:: Task instructions ::
Repeat the passage of the DB_File forum thread word for word, beginning at the words "tie (my %hash, 'DB_File', $file, O_RDWR, 0600, $DB_HASH)" and stopping after "Plus minor edits.".

:: Excerpt to read ::
----------------

Re: Deleting undefined entries from DB_FILE hash
by 2teez (Vicar) on Jul 23, 2012 at 02:25 UTC
    hi,

    The problem is that the delete($hash{$key}) doesn't seem to actually be deleting the hash

    How do you delete undefined hash key?
    if hash key is not present, there is nothing to delete. Don't you think so?
    Peruse this:

    use Data::Dumper; my $family={ father=>'foo', mother=>'bar',}; for(keys %$family){ if(!defined($_)){ delete $family->{$_} } } print Dumper $family; # print out your hash
    but if you write this:
    use Data::Dumper; my $family={ father=>'foo', mother=>'bar',}; for(keys %$family){ if(defined($_)){ delete $family->{$_} } } print Dumper $family; # print empty hash
    I think you might have to look at your code construct again.

    UPDATE:
    Also in this:

    my $file = sprintf('%s/%s/%02x.db', $qdir, $mypc, $i);
    Hope, $qdir is decleared somewhere in your code?

      It just seemed like there was _something_ in that position in the database for it to return the undefined value.

      I thought the issue was that split was being run against a string with null values among the tab delimiter or the entry was somehow otherwise incomplete, leading to the "Use of uninitialized value in split at ./list_hash.pl line 74." that I receive if I remove the prior checks and try and split the string anyway.

      It loks like you've used all different constructs, and I'm not familar with the abstraction your using. It's beyond my level of perl understanding, unfortunately.

      Thanks,
      Alex

        If then you suspect split function, then check what you are getting for each split "action" ( using print ), before assigning them to other variables. like so:

        print join "\n",split /\t/, $hash{$key}, 7;
        See if you have 7 seperate values. If not, then one can say try "\s+" in the split function, instead of the "\t" like so:
        print join "\n",split /\s+/, $hash{$key}, 7;
        If that works, then :-)! You got it!!!

Re: Deleting undefined entries from DB_FILE hash
by Athanasius (Archbishop) on Jul 23, 2012 at 02:55 UTC

    Just a thought:

    You may need to replace this:

    tie (my %hash, 'DB_File', $file, O_RDWR, 0600) || next;

    with this:

    tie (my %hash, 'DB_File', $file, O_RDWR, 0600, $DB_HASH) || next;

    See DB_HASH of DB_File.

    Update: The code shown is a fragment which does not compile. Please post a complete example if possible; or, at the least, indicate which line in the fragment shown is the line 66 referenced in the error message.

    Plus minor edits.

    HTH,

    Athanasius <°(((><contra mundum

----------------

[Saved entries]

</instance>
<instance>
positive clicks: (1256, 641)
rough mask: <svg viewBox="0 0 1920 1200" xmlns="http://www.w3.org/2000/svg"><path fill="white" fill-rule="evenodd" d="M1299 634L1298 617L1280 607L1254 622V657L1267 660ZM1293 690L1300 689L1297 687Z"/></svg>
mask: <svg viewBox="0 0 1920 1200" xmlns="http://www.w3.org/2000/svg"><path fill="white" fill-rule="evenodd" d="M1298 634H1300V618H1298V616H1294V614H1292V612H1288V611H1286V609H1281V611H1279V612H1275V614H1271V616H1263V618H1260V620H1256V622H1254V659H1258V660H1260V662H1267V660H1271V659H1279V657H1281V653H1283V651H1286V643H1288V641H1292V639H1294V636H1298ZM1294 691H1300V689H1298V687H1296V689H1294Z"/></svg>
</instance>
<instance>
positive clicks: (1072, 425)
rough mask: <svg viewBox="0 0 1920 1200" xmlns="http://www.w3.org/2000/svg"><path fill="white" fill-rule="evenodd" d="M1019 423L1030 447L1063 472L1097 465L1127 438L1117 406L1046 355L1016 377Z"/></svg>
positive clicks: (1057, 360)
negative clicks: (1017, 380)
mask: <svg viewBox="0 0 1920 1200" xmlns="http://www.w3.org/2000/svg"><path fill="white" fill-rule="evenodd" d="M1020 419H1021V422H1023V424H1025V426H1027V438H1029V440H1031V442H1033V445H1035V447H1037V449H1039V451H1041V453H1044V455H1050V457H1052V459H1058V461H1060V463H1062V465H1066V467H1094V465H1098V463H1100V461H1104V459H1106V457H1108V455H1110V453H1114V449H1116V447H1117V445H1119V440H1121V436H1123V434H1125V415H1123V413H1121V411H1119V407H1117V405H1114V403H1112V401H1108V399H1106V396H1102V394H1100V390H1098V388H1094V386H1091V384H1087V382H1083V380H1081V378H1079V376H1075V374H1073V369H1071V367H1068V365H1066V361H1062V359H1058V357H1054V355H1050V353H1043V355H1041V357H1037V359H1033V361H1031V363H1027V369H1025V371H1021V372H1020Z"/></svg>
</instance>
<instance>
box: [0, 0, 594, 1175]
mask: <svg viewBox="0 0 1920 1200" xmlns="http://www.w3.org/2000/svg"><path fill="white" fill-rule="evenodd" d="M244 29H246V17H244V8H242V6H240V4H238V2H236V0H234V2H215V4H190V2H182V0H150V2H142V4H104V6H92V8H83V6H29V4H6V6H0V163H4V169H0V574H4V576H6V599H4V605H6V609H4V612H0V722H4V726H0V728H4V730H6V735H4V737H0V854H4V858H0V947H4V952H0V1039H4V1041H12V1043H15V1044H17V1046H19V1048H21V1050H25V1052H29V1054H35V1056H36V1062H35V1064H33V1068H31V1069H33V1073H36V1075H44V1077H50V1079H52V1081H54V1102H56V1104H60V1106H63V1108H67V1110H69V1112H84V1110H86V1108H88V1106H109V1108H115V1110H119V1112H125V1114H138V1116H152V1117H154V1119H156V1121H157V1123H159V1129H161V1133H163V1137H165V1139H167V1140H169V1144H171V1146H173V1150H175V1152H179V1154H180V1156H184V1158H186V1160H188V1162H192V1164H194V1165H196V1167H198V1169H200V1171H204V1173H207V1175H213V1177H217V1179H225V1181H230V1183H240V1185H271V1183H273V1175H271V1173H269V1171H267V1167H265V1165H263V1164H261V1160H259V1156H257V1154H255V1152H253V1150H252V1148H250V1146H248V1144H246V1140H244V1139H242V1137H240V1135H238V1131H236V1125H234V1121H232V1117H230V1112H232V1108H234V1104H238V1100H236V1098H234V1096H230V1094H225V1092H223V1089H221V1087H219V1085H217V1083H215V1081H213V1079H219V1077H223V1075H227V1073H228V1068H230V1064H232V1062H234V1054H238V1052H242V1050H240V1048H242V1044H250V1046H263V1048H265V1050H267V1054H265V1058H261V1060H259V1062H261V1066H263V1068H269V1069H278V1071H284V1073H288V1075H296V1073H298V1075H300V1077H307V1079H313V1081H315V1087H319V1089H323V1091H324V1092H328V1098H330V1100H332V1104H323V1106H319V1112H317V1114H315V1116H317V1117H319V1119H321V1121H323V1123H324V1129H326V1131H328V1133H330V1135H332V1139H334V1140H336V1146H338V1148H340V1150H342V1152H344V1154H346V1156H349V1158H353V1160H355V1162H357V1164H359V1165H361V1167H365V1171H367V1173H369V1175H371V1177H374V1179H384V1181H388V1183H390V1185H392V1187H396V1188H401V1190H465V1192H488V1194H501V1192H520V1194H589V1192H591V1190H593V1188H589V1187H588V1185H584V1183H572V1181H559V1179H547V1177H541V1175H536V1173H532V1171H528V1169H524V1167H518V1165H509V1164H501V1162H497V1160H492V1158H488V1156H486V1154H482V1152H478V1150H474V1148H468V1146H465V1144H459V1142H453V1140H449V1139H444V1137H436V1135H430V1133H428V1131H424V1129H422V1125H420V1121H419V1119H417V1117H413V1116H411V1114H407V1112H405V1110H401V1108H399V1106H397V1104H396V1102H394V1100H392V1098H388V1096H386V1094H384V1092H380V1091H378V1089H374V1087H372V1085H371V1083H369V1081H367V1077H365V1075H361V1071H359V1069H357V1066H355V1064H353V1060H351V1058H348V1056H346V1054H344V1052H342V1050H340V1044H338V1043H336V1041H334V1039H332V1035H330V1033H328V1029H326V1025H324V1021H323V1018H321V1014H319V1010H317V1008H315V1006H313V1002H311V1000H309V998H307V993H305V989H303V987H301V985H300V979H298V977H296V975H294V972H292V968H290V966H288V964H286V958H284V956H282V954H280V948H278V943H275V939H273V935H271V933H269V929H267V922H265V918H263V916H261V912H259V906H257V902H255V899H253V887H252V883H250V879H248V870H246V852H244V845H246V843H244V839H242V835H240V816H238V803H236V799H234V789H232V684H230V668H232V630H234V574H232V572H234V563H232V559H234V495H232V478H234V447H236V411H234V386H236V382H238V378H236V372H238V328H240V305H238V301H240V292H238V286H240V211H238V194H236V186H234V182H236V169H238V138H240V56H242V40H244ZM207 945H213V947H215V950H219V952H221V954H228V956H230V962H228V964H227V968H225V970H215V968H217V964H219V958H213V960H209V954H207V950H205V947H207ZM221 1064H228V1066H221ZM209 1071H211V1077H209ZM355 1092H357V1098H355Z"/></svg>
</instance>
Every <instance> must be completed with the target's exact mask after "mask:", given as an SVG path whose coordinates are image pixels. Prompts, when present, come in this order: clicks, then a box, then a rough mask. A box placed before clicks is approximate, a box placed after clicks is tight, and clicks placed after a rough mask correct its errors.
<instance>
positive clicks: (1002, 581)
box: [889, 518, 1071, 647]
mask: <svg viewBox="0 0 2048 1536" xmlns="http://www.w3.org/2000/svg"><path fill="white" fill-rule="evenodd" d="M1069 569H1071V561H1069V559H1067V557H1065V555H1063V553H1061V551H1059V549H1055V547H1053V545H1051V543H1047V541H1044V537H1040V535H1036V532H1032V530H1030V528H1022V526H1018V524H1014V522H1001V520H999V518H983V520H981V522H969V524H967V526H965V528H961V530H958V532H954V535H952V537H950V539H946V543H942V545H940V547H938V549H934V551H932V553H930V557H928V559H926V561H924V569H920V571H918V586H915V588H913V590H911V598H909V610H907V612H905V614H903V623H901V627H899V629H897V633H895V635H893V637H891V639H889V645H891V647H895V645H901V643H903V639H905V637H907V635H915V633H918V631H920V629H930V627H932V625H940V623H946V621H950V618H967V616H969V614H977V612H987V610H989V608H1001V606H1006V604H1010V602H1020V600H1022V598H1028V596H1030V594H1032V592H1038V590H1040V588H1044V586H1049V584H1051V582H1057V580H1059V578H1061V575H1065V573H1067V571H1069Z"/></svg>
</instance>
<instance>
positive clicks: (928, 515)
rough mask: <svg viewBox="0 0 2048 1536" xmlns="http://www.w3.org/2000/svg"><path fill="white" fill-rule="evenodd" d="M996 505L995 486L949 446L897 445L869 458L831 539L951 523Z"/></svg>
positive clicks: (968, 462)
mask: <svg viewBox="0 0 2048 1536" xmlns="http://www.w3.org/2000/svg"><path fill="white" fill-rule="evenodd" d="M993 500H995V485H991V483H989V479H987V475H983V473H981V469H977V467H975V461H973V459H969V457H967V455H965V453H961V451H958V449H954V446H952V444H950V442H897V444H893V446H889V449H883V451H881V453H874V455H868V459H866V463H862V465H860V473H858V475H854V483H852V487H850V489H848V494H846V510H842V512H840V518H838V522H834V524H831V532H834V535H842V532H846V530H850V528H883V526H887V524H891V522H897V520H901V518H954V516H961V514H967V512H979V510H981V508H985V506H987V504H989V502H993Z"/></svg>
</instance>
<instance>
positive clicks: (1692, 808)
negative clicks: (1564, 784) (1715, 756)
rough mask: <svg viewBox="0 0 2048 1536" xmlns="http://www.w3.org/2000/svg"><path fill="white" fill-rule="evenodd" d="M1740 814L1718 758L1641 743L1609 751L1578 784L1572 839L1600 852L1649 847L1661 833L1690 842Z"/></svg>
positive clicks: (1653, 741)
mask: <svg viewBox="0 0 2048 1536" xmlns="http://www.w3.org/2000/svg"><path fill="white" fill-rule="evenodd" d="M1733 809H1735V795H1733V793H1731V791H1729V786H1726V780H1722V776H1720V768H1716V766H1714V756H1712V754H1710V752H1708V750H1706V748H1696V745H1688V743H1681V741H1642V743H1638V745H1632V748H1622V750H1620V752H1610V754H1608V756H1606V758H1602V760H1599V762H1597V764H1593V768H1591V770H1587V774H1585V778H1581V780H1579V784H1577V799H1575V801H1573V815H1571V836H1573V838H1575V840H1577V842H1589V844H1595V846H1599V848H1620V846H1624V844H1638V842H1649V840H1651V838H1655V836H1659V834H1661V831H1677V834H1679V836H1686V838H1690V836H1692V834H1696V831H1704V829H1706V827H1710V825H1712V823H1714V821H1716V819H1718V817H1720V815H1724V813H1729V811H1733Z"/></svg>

----------------

:: Expected output ::
tie (my %hash, 'DB_File', $file, O_RDWR, 0600, $DB_HASH) || next;

    See DB_HASH of DB_File.

    Update: The code shown is a fragment which does not compile. Please post a complete example if possible; or, at the least, indicate which line in the fragment shown is the line 66 referenced in the error message.

    Plus minor edits.